Task objective -> What is needed is an exact copy of the line with "Mark every instance of the woman's hand" and all lines that follow it in the entries below, the last line included.

Data for review ->
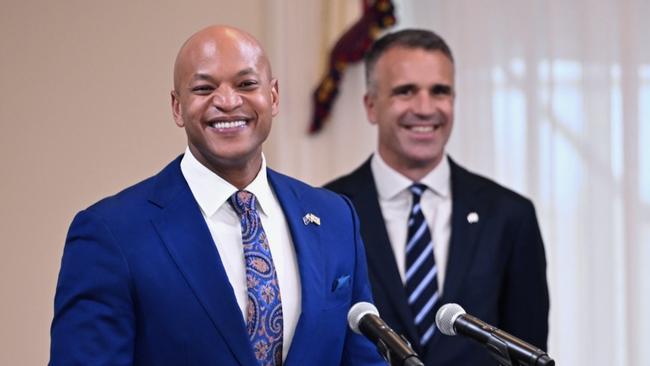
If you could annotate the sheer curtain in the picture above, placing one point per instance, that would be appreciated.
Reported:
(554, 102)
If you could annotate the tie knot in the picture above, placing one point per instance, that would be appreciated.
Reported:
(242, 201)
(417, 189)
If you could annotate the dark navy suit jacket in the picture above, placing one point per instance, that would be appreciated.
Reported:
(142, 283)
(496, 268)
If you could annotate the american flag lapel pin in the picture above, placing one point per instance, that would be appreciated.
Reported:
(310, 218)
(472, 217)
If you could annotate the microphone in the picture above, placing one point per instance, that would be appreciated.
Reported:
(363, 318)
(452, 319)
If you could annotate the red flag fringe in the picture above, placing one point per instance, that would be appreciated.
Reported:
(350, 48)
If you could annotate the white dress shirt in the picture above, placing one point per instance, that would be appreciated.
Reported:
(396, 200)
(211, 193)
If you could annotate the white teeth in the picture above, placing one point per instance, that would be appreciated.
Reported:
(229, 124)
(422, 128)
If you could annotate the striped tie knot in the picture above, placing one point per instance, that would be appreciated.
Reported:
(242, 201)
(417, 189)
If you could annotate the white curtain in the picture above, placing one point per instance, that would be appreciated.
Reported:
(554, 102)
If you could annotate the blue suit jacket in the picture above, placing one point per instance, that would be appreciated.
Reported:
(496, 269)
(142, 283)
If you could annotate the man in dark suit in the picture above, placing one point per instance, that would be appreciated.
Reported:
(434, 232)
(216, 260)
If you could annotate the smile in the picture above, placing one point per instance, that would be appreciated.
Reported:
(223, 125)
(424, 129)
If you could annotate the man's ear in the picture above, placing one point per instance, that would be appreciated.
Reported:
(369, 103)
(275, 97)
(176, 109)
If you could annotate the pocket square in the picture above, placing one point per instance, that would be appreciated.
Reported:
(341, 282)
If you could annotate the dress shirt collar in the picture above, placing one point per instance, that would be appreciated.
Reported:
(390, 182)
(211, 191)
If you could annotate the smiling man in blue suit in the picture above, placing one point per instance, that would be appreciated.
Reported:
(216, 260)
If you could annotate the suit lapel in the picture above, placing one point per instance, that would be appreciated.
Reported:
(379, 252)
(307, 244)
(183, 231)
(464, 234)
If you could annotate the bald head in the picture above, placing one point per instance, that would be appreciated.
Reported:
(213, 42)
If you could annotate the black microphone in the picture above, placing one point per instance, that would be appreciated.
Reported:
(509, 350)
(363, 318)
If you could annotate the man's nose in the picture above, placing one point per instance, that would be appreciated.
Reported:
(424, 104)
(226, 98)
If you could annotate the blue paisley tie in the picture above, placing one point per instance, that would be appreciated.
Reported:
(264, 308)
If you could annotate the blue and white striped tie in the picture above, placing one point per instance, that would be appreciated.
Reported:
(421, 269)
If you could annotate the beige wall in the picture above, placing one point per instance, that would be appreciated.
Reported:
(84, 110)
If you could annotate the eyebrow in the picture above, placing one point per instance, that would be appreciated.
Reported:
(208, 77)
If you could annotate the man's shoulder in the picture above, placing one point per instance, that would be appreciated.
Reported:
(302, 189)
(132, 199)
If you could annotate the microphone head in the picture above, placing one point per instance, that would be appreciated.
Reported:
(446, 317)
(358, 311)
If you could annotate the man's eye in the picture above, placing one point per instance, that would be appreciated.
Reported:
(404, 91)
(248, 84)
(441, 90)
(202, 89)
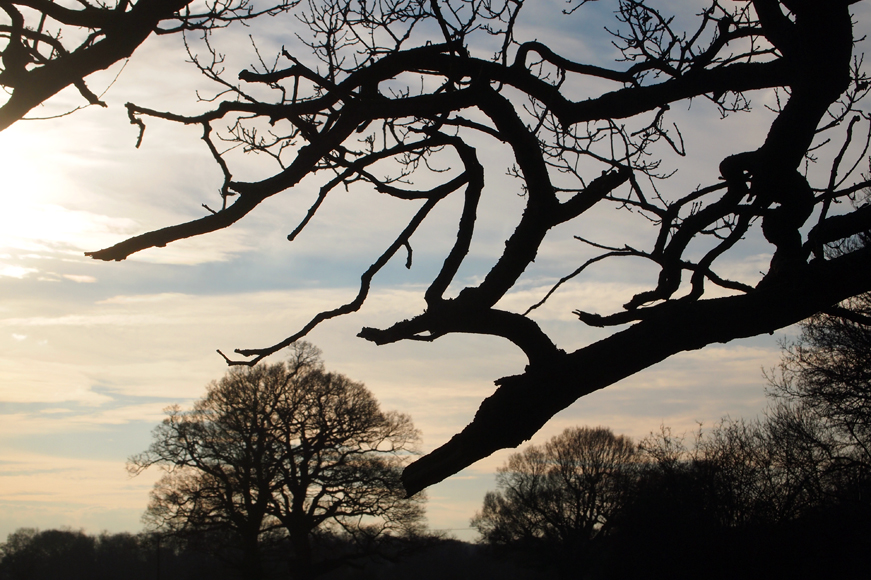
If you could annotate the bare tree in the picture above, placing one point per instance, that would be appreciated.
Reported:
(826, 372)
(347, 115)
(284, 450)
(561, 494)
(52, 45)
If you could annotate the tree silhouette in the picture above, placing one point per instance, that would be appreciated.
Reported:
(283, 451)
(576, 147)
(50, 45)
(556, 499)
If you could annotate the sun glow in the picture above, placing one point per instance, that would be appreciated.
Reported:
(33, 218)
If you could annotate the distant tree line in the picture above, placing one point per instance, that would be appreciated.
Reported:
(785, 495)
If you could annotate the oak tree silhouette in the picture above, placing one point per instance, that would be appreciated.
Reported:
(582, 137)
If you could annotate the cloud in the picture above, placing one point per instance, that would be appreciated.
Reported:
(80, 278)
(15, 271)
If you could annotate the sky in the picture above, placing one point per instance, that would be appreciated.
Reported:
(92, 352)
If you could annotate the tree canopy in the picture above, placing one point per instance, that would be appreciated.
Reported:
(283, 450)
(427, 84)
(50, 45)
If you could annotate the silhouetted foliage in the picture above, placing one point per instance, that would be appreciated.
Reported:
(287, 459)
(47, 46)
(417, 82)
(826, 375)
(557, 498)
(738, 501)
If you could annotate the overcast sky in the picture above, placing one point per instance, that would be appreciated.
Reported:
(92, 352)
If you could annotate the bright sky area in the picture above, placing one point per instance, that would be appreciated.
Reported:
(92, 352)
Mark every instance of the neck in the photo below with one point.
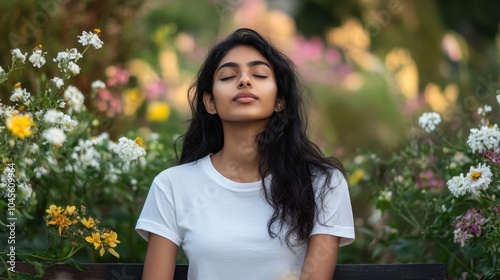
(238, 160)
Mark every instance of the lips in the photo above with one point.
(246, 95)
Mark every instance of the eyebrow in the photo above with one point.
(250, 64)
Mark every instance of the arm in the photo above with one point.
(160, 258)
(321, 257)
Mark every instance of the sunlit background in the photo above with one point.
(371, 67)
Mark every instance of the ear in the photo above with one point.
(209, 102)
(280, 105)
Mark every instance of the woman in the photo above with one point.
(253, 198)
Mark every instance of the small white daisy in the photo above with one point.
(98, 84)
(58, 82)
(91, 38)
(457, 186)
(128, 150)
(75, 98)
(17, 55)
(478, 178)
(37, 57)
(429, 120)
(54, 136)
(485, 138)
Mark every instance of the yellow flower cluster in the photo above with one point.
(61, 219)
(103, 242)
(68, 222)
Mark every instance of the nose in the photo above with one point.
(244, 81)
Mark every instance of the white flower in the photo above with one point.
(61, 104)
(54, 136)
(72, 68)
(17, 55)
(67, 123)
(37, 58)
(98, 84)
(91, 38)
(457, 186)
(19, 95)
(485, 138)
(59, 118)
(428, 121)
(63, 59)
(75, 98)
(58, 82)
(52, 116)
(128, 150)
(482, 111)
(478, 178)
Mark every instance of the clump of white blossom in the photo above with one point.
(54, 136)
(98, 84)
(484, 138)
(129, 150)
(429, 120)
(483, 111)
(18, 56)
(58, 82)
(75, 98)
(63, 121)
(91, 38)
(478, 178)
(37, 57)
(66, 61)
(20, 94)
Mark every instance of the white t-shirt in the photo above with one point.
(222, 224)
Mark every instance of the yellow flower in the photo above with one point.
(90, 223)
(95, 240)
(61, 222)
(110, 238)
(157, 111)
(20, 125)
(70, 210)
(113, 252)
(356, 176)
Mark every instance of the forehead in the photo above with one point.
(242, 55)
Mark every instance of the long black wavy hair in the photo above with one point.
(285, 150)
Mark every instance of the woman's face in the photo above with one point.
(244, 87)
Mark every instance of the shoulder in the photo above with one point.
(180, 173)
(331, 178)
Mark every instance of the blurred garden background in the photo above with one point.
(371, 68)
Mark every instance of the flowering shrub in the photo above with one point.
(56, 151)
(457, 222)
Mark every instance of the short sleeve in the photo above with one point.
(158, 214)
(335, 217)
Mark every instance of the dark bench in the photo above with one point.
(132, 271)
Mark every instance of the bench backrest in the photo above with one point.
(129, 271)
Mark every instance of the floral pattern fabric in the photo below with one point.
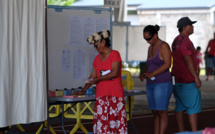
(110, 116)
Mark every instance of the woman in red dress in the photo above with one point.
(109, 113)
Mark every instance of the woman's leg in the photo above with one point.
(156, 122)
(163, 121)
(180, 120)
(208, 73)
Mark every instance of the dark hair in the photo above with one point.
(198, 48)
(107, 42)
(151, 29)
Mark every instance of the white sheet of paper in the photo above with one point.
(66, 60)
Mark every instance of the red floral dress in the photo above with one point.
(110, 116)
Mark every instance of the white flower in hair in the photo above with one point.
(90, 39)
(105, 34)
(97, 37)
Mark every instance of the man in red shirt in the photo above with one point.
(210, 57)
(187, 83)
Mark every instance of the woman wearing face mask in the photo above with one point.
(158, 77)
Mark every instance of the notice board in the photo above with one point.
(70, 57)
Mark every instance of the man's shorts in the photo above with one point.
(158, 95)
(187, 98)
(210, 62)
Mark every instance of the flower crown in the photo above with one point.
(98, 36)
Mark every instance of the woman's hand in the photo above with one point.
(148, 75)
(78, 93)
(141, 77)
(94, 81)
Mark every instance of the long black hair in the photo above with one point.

Exercise output ->
Mark every instance of the woman's hand in the photo above with one point.
(148, 75)
(78, 93)
(141, 77)
(94, 81)
Mark every instance of the long black hair in the photo above with one point.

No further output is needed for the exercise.